* START Excerpt to read *
Upon a reading of the said portion in the Partition Deed, the Trial Court observed that no definite road has been mentioned in the Partition Deed. The Trial Court further observed that what interpretation to be given to the aforesaid covenant would a question which would have to be decided in the Suit after the parties lead evidence. Insofar as the road which the Defendant No. 1 is using, the Trial Court taking into consideration the fact that the Defendant No. 1 has taken part of the land of the Defendant No. 6 for being used for road by paying consideration to the Defendant Nos. 6 to 8. The Trial Court observed that if the said road was available at the time when the Partition Deed was executed, there was no necessity for the parties to enter into an agreement and the Defendant No. 1 to pay consideration for the same. The Trial Court also adversely observed against the Plaintiffs that they have kept quiet and not raised the issue about the road since the date of partition i.e. from 25th April, 1991 till filing of the Suit. The Trial Court also took into consideration the fact that it was the Plaintiffs' own case that they have a road on the Southern side which was a path way. The Trial Court also taken into consideration the fact that the Defendants have completed half the construction and therefore the reliefs sought by the Plaintiffs by way of the Application Exhibit-5 could not be granted and accordingly rejected the Application Exhibit-5 by its order dated 5th February, 2013.

7. The aggrieved Plaintiffs carried the matter in Appeal by way of Miscellaneous Civil Appeal No. 85 of 2013. The Lower Appellate Court, on a re-appreciation of the material on record, was in agreement with the Trial Court as regards the finding that the Plaintiffs have not made out a prima facie case, that the balance of convenience was not in favour of the Plaintiffs and irreparable loss would be caused to the Defendants if the injunction was granted. The Lower Appellate Court taken into consideration the fact that the lands are adjacent to each other and the Plaintiffs' land is to the Eastern side of the land of the Defendant Nos. 1 to 4 and abutting to the said land. The Lower Appellate Court observed that towards the Southern side of all three lands there is a East to West strip in which there exist a road. The Lower Appellate Court also observed that the main controversy in the Appeal is whether the Plaintiffs have a right of way through the Defendants' land by virtue of the Partition Deed. In that regard, the Lower Appellate Court observed that it is not the Plaintiffs' case that they are claiming easement by way of necessity, but they are claiming right of the easement by way of grant based on the Partition Deed dated 25th April, 1991.
* END Excerpt to read *
* START Dataset *
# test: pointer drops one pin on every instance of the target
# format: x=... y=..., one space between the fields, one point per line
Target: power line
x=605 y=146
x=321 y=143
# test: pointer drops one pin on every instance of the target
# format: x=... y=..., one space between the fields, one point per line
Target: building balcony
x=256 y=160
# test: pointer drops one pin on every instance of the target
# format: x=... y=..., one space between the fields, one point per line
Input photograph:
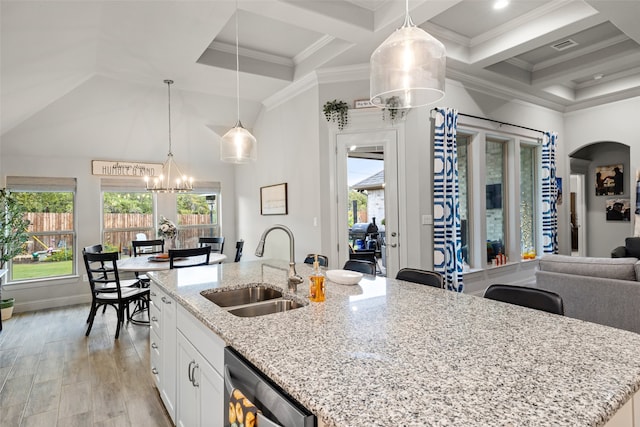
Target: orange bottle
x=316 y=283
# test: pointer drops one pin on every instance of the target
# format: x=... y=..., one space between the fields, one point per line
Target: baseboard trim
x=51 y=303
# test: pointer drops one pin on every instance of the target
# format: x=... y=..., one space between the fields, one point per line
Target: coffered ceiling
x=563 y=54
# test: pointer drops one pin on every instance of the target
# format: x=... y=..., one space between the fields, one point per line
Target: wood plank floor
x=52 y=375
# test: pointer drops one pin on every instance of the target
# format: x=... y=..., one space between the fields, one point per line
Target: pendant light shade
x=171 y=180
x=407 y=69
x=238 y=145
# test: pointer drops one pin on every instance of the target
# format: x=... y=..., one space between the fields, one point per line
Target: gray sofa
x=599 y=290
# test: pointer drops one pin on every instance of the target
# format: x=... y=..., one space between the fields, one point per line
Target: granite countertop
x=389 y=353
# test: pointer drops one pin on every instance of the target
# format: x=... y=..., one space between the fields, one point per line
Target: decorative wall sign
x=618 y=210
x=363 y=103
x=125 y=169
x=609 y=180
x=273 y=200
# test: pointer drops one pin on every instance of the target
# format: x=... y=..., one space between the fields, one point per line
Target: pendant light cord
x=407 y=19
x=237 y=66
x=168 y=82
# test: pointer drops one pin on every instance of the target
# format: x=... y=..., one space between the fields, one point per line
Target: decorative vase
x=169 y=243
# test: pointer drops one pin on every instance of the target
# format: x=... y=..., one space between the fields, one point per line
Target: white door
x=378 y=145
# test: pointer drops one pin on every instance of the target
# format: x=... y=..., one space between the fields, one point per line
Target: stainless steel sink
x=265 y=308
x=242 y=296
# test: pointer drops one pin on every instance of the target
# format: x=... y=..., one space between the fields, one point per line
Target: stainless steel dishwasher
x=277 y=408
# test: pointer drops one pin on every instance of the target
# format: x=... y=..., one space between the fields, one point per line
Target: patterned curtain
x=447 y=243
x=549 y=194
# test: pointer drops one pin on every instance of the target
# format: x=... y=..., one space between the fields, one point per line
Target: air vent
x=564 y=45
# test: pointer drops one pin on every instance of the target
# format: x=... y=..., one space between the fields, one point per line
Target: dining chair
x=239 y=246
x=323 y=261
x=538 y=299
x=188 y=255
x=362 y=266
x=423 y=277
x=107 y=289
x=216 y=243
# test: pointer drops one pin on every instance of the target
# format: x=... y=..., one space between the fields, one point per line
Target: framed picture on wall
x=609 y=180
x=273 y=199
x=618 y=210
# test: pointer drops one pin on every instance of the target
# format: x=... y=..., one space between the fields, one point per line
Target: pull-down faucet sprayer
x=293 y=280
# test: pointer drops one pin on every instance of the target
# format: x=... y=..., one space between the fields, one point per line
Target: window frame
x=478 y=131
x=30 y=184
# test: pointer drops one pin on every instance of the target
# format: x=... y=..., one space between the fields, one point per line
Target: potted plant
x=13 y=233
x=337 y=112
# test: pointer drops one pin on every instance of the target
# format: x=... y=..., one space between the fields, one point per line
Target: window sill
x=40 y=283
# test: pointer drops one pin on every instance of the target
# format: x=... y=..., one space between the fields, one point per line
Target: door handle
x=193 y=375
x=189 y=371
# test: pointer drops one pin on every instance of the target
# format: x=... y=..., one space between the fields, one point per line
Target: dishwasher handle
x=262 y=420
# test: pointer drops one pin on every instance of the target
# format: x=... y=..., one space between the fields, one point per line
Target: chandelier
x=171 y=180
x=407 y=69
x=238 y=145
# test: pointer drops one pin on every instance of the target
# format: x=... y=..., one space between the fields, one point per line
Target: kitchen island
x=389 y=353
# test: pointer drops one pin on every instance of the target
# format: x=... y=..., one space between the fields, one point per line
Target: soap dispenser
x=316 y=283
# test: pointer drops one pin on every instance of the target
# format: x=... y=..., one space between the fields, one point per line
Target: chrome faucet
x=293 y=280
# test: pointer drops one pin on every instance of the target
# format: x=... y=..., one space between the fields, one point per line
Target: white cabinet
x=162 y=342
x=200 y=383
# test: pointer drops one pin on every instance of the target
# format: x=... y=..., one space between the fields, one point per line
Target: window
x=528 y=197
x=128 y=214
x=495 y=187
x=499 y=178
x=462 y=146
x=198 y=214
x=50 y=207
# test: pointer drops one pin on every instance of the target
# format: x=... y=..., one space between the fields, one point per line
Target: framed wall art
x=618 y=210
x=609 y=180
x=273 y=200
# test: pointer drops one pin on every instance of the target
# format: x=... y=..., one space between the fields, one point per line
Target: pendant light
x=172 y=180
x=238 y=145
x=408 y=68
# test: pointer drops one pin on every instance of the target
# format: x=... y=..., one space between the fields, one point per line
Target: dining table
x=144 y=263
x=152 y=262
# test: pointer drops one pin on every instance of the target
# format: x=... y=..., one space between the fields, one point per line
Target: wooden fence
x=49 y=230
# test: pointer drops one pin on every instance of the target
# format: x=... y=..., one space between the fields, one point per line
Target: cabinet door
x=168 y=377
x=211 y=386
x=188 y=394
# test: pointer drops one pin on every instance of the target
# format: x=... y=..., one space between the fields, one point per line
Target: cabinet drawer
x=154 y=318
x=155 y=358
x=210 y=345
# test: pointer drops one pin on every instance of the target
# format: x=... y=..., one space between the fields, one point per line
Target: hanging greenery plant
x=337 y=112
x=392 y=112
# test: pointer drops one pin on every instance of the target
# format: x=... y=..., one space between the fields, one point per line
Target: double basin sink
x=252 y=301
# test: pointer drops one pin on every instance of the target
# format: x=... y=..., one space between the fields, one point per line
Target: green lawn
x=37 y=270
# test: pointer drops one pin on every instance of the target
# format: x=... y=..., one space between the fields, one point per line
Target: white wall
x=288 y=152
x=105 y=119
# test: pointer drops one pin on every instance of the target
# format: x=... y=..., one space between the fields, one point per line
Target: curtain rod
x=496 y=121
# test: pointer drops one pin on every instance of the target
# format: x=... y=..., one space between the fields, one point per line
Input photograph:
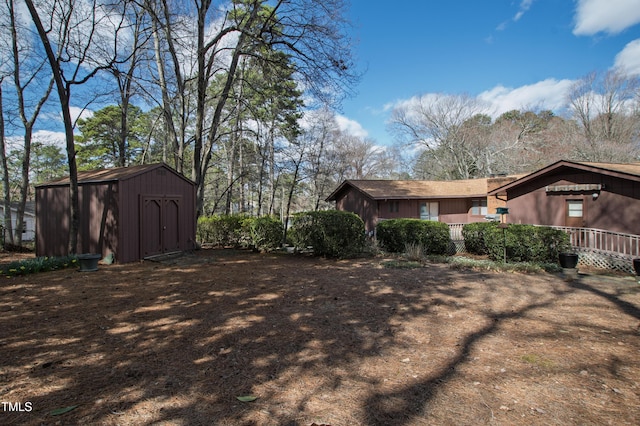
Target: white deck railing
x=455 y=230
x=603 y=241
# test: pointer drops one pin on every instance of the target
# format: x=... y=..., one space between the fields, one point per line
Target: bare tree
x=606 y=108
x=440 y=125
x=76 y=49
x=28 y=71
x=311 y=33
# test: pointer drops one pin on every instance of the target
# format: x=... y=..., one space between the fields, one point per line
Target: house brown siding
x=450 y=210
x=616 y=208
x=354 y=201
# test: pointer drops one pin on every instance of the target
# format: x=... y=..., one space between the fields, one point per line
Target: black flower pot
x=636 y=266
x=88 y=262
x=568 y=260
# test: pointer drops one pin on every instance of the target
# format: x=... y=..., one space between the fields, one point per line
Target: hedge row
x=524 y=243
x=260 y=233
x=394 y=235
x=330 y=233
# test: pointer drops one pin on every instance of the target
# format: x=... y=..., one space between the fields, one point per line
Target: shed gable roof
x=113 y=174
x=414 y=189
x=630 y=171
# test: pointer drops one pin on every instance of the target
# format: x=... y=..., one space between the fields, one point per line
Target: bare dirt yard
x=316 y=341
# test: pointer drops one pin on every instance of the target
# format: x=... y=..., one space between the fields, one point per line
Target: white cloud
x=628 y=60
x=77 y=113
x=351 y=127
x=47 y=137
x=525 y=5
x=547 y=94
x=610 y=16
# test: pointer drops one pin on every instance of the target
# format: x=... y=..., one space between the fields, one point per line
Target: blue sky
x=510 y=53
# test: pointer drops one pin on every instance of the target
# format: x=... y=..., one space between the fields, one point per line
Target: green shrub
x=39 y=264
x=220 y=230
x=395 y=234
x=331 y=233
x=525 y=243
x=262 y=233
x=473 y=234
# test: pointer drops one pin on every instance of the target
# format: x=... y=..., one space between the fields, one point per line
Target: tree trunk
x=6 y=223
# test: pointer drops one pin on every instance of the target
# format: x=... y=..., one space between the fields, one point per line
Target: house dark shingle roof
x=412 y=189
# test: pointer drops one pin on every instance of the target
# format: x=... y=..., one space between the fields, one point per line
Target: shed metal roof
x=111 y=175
* END Dataset *
* START Dataset *
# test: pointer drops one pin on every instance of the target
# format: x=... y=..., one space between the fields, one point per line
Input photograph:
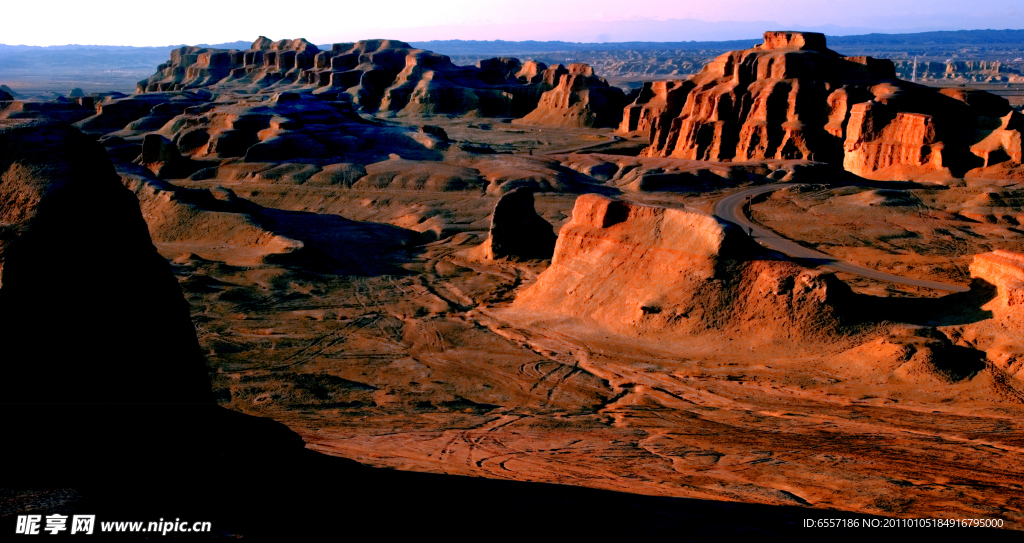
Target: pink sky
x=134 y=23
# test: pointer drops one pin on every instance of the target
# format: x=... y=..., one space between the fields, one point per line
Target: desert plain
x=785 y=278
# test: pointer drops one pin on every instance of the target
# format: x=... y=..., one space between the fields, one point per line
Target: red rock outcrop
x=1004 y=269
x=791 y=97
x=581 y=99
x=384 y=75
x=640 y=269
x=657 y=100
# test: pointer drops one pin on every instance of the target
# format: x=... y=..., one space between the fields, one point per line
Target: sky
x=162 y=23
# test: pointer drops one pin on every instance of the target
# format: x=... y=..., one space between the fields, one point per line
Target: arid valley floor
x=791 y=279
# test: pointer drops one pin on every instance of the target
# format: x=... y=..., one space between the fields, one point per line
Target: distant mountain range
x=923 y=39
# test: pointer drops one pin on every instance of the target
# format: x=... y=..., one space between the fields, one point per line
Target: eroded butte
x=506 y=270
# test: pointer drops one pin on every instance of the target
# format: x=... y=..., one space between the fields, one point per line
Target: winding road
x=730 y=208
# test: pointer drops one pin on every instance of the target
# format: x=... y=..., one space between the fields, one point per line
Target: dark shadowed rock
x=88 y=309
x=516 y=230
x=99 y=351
* END Dataset *
* START Dataset *
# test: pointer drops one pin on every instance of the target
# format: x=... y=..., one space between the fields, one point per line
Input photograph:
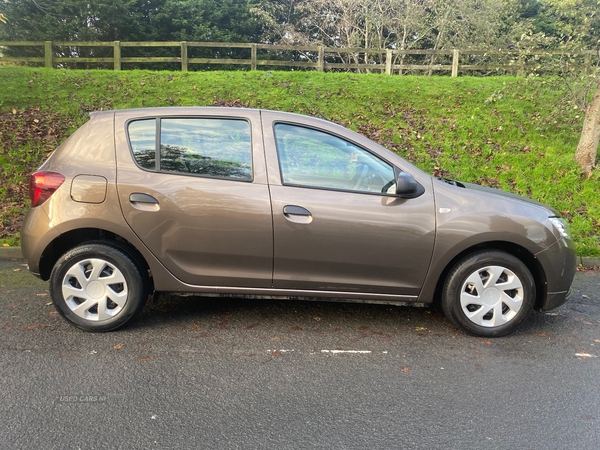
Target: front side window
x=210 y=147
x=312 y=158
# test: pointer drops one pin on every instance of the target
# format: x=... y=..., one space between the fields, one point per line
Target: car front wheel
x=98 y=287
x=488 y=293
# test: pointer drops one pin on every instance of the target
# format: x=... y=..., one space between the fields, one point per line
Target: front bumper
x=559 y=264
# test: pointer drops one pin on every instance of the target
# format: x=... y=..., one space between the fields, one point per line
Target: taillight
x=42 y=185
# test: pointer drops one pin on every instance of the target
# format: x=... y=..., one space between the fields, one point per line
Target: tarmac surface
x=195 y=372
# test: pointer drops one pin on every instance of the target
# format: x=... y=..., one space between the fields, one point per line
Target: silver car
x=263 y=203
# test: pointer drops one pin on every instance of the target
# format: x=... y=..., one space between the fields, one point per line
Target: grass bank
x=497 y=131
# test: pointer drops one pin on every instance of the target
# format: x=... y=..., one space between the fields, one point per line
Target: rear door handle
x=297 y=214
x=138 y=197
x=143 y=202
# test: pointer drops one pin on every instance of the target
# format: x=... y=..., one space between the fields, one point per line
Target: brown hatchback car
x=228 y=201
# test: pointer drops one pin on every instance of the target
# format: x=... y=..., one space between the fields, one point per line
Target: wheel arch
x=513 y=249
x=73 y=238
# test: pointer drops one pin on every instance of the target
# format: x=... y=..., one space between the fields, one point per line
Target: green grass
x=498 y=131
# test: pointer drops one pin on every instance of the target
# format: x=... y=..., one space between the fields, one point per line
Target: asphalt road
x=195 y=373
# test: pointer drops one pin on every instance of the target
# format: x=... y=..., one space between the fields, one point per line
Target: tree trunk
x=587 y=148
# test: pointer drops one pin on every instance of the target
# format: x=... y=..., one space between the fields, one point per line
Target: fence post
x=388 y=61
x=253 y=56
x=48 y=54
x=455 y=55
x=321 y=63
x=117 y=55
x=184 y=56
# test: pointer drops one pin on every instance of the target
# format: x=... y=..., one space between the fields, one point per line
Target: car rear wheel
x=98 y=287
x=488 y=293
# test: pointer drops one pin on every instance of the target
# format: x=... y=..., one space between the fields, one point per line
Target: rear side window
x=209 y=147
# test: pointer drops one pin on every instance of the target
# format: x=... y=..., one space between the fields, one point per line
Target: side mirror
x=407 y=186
* END Dataset *
§ What is asked
Could you copy the full excerpt above on the lower courts' rulings in the road dispute, word for word?

§ Task result
Upon a reading of the said portion in the Partition Deed, the Trial Court observed that no definite road has been mentioned in the Partition Deed. The Trial Court further observed that what interpretation to be given to the aforesaid covenant would a question which would have to be decided in the Suit after the parties lead evidence. Insofar as the road which the Defendant No. 1 is using, the Trial Court taking into consideration the fact that the Defendant No. 1 has taken part of the land of the Defendant No. 6 for being used for road by paying consideration to the Defendant Nos. 6 to 8. The Trial Court observed that if the said road was available at the time when the Partition Deed was executed, there was no necessity for the parties to enter into an agreement and the Defendant No. 1 to pay consideration for the same. The Trial Court also adversely observed against the Plaintiffs that they have kept quiet and not raised the issue about the road since the date of partition i.e. from 25th April, 1991 till filing of the Suit. The Trial Court also took into consideration the fact that it was the Plaintiffs' own case that they have a road on the Southern side which was a path way. The Trial Court also taken into consideration the fact that the Defendants have completed half the construction and therefore the reliefs sought by the Plaintiffs by way of the Application Exhibit-5 could not be granted and accordingly rejected the Application Exhibit-5 by its order dated 5th February, 2013.

7. The aggrieved Plaintiffs carried the matter in Appeal by way of Miscellaneous Civil Appeal No. 85 of 2013. The Lower Appellate Court, on a re-appreciation of the material on record, was in agreement with the Trial Court as regards the finding that the Plaintiffs have not made out a prima facie case, that the balance of convenience was not in favour of the Plaintiffs and irreparable loss would be caused to the Defendants if the injunction was granted. The Lower Appellate Court taken into consideration the fact that the lands are adjacent to each other and the Plaintiffs' land is to the Eastern side of the land of the Defendant Nos. 1 to 4 and abutting to the said land. The Lower Appellate Court observed that towards the Southern side of all three lands there is a East to West strip in which there exist a road. The Lower Appellate Court also observed that the main controversy in the Appeal is whether the Plaintiffs have a right of way through the Defendants' land by virtue of the Partition Deed. In that regard, the Lower Appellate Court observed that it is not the Plaintiffs' case that they are claiming easement by way of necessity, but they are claiming right of the easement by way of grant based on the Partition Deed dated 25th April, 1991.